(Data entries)
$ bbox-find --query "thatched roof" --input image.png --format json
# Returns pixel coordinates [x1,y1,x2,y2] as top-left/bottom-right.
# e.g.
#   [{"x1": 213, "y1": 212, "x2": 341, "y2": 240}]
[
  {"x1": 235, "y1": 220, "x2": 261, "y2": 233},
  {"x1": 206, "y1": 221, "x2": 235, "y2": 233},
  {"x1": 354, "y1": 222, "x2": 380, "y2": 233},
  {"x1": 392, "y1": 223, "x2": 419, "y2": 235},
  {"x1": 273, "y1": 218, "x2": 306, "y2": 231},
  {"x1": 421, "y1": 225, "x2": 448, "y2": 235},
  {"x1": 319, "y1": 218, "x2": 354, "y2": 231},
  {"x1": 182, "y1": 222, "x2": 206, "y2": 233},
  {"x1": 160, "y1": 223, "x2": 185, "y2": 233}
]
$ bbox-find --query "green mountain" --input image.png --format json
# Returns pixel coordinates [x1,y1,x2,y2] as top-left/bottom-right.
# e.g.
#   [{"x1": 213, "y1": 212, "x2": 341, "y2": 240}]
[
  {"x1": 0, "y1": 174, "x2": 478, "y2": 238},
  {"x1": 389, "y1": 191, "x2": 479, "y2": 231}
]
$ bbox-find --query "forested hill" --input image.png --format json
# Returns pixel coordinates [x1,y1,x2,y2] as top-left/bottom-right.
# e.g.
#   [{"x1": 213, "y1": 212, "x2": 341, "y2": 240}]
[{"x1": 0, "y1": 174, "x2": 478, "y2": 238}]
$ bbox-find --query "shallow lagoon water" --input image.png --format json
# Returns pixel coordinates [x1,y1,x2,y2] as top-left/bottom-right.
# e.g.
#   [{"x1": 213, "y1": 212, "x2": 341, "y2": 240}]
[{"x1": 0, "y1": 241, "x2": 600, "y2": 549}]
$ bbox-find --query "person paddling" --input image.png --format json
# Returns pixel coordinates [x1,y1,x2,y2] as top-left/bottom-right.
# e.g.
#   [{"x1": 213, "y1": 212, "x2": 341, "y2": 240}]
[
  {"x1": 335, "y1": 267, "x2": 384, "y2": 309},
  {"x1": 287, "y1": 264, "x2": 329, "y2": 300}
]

## What is required
Report each line in the records above that contains the string "json", treating uppercase and lowercase as different.

## Output for this task
$ bbox-find --query "thatched roof" --input image.png --format json
$ bbox-find --query "green mountain" --input image.png --format json
$ bbox-find --query "forested hill" --input image.png --format json
$ bbox-find --query "shallow lagoon water" --input image.png --format json
$ bbox-find --query "person paddling" --input image.png --format json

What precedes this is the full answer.